EXERCISE BRIEF. Return every line of the material below that contains the string "grass". Matching is case-sensitive.

ENTRIES.
————————

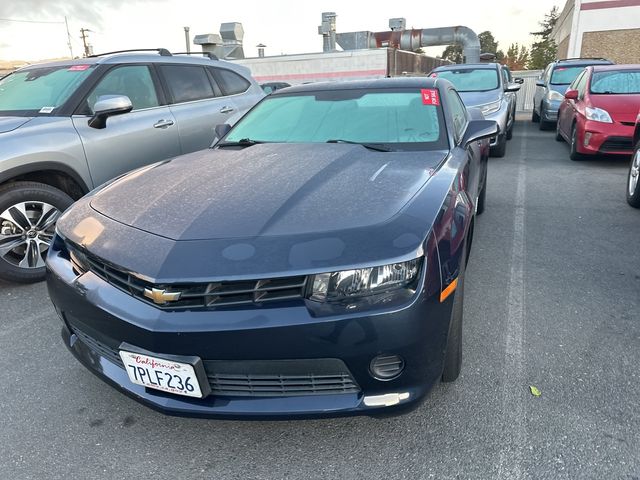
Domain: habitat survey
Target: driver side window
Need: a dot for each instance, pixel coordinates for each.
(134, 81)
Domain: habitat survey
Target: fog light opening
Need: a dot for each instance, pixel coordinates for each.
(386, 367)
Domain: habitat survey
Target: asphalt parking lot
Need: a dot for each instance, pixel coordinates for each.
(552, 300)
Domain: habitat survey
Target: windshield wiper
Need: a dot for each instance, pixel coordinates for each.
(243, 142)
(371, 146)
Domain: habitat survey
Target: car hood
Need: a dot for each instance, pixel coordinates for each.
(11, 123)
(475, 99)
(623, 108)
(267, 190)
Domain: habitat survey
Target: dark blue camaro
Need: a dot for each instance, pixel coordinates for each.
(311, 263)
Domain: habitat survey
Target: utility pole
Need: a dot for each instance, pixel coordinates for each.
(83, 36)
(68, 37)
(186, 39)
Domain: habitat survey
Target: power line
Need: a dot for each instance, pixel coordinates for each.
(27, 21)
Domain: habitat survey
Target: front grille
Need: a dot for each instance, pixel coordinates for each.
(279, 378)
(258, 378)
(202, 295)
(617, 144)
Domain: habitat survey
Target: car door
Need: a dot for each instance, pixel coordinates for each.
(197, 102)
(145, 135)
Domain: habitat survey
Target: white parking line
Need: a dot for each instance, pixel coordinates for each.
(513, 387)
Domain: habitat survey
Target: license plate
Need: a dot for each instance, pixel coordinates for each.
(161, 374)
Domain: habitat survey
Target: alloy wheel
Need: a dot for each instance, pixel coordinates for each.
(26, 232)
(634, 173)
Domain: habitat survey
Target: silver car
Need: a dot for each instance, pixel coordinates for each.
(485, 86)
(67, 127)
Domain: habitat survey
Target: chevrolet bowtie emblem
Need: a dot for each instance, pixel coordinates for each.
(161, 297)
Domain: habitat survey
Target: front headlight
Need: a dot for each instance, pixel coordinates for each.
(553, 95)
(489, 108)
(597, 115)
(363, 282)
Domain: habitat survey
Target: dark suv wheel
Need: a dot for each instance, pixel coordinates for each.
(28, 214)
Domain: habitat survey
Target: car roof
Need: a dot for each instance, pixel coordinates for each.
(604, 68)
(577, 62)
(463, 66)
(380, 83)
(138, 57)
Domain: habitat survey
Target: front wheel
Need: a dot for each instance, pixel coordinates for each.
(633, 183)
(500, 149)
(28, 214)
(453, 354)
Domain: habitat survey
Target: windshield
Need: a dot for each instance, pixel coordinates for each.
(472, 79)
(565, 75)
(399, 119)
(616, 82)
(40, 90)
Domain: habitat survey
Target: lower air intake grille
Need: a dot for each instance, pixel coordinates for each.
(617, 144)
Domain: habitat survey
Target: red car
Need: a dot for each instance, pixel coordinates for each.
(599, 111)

————————

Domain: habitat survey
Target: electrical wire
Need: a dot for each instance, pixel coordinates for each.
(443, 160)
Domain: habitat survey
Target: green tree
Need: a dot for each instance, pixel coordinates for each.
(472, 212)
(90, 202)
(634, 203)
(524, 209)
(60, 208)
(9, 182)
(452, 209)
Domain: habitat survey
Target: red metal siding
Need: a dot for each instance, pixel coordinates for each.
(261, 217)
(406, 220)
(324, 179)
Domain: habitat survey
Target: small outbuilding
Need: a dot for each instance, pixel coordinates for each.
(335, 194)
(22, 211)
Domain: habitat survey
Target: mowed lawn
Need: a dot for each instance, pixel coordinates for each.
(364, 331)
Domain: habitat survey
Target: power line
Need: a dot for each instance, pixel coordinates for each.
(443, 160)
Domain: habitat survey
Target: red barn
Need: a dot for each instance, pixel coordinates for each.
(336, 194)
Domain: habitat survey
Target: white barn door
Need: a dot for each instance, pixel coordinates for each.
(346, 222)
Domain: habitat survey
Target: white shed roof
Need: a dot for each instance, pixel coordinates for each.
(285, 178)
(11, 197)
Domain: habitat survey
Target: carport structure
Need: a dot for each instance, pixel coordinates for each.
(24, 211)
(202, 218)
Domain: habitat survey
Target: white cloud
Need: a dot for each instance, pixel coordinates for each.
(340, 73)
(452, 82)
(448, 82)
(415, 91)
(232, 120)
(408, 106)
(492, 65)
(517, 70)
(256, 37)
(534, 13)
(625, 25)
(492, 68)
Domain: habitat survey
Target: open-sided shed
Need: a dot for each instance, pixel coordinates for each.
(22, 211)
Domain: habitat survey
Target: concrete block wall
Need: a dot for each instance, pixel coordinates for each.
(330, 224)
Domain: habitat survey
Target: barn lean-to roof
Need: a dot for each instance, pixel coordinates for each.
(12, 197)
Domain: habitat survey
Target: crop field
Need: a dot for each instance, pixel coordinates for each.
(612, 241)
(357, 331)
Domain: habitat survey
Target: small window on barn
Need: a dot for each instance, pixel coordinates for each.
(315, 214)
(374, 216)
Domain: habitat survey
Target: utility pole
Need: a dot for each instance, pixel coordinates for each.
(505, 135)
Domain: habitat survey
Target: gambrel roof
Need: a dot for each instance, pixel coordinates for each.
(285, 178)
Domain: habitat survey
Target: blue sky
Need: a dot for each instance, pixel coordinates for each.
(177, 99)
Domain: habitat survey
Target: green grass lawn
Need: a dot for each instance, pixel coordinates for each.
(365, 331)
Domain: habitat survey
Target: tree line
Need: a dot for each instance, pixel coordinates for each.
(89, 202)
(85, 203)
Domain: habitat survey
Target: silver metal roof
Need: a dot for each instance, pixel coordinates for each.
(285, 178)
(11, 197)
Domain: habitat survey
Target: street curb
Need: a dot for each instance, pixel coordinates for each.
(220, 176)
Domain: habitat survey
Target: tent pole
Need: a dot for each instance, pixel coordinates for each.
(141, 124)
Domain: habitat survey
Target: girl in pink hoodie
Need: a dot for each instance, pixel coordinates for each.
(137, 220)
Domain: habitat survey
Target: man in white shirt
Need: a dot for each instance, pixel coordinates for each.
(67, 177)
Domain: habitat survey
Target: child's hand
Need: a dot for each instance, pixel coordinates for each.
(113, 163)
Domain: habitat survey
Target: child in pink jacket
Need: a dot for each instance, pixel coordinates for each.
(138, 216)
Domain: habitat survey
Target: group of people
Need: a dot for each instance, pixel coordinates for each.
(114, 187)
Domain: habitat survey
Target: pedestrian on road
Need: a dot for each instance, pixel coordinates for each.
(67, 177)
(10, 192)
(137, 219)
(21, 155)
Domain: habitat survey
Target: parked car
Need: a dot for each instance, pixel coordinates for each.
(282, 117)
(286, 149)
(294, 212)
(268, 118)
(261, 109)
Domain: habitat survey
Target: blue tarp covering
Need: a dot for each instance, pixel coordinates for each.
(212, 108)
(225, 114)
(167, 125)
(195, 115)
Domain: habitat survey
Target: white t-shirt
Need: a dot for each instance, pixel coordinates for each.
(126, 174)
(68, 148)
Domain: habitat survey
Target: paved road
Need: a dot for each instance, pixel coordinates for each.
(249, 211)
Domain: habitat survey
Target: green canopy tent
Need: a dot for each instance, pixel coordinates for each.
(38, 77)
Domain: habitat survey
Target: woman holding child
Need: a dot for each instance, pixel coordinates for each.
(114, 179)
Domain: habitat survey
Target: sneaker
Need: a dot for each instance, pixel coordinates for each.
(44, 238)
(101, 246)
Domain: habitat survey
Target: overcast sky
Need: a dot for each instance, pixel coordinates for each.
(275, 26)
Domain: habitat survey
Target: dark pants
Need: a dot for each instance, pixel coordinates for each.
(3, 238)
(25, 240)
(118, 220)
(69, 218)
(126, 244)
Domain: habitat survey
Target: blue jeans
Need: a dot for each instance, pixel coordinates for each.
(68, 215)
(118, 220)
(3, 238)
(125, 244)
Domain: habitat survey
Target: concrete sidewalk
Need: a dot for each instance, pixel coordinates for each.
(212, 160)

————————

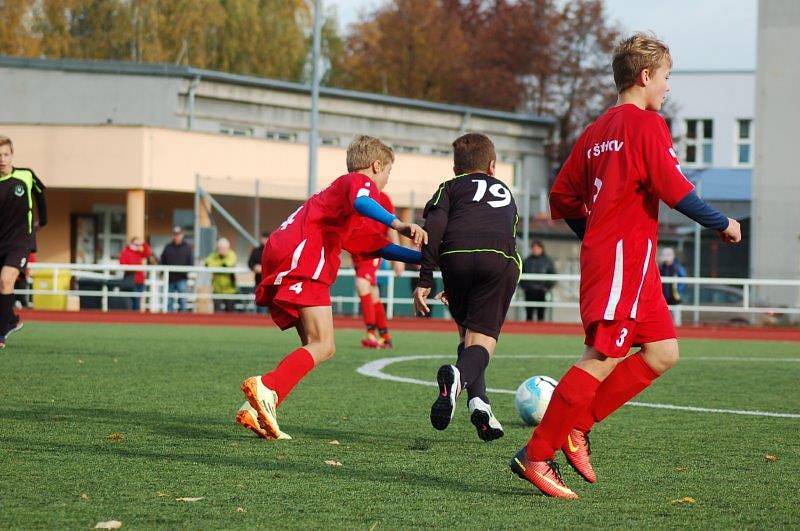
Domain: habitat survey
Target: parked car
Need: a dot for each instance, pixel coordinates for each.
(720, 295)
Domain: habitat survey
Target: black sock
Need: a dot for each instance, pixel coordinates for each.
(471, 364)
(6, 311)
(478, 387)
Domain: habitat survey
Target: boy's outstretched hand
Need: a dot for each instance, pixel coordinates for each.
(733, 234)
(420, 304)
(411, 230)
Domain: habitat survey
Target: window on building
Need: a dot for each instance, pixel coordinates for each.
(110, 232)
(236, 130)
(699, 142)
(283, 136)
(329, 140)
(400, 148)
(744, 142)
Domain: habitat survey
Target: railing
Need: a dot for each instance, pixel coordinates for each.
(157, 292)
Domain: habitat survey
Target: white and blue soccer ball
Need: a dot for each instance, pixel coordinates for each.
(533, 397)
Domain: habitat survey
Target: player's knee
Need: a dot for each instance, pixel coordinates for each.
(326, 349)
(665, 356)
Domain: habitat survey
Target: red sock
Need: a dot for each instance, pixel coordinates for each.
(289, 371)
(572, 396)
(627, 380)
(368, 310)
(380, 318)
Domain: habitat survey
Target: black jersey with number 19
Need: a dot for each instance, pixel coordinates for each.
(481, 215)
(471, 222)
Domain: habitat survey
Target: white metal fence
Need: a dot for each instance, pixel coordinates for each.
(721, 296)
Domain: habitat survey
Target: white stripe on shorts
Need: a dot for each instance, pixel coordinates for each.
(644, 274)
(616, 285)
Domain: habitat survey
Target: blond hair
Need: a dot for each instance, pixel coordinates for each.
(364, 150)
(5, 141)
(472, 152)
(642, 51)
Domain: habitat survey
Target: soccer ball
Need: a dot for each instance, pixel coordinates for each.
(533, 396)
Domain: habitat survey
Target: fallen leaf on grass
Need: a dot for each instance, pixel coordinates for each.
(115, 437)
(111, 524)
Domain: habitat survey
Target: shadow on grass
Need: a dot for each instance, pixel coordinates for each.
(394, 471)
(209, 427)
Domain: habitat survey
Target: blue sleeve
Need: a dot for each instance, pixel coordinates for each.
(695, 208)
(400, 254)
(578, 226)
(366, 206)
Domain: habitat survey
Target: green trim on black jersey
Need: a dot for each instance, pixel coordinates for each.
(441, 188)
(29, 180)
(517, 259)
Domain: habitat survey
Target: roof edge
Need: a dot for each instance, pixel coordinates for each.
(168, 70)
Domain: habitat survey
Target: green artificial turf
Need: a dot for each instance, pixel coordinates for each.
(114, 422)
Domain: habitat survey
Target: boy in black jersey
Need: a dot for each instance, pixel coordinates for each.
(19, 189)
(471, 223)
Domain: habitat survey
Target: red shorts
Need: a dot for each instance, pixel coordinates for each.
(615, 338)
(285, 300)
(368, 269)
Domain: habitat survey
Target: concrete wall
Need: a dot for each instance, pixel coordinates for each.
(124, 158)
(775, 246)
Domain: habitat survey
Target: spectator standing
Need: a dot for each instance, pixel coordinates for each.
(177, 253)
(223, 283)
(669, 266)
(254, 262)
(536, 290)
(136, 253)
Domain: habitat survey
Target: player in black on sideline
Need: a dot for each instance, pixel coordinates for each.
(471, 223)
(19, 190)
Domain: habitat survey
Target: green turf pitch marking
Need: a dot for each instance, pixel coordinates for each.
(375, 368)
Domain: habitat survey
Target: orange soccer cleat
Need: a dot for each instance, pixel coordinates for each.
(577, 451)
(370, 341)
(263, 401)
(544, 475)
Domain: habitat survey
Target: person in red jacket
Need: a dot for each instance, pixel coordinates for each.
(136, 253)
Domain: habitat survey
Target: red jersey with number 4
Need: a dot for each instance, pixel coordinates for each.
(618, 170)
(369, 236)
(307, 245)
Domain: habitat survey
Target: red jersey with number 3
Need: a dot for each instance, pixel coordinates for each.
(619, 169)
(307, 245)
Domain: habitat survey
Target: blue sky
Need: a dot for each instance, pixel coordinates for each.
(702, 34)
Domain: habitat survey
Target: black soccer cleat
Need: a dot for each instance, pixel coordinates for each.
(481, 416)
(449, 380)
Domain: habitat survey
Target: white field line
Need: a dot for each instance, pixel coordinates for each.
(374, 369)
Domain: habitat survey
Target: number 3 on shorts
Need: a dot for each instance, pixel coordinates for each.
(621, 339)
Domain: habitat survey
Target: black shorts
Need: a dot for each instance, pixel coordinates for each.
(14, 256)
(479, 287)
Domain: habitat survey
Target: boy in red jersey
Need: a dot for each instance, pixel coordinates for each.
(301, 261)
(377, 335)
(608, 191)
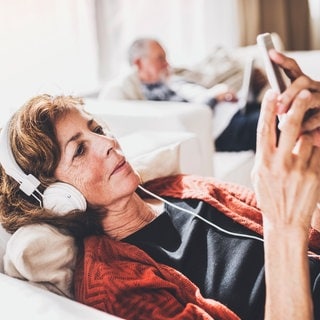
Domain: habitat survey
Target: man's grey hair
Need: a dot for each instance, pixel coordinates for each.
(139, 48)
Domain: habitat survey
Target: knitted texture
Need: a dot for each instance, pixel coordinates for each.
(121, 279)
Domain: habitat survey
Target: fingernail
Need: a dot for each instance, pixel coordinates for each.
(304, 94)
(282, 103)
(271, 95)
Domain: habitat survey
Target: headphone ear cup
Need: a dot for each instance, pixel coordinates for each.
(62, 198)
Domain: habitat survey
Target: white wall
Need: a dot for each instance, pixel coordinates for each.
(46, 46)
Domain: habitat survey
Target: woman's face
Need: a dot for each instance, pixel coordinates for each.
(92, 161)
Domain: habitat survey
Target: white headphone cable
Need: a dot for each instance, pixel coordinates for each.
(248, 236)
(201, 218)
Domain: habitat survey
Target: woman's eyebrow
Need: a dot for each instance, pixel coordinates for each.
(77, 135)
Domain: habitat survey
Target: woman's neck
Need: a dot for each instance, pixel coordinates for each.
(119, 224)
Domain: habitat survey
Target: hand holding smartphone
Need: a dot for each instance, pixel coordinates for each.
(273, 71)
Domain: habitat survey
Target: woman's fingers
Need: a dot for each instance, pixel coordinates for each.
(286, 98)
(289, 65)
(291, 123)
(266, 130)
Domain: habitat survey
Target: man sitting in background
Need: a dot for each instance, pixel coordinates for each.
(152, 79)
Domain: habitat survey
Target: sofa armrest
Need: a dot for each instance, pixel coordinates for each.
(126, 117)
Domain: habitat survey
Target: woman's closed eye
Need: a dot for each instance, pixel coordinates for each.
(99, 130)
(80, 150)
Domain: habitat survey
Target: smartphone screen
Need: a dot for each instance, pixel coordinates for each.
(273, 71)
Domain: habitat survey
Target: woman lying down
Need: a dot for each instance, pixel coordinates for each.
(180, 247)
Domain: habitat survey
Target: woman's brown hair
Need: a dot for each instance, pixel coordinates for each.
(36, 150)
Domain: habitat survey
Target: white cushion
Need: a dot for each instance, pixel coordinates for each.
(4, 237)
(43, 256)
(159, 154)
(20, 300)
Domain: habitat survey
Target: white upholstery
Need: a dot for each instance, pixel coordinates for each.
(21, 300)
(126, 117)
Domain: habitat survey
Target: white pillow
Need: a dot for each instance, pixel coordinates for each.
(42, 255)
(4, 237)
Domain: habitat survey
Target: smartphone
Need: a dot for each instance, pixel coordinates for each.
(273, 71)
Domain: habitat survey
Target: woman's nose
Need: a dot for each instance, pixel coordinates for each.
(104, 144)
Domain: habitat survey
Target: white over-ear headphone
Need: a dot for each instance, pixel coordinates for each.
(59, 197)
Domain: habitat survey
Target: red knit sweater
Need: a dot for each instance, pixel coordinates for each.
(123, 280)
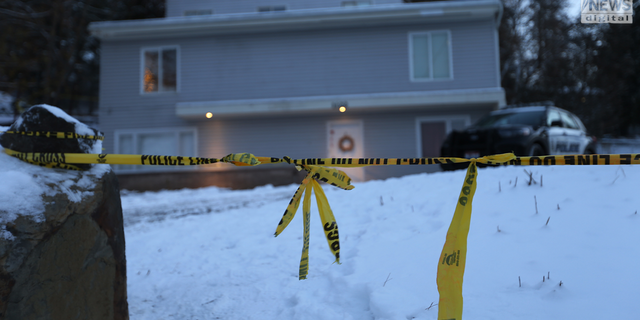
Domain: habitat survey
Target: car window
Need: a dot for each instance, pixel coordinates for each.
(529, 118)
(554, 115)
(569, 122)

————————

PROBLEM SOLUTION.
Target: green grass lawn
Target: fallen leaf on grass
Target: shadow on grass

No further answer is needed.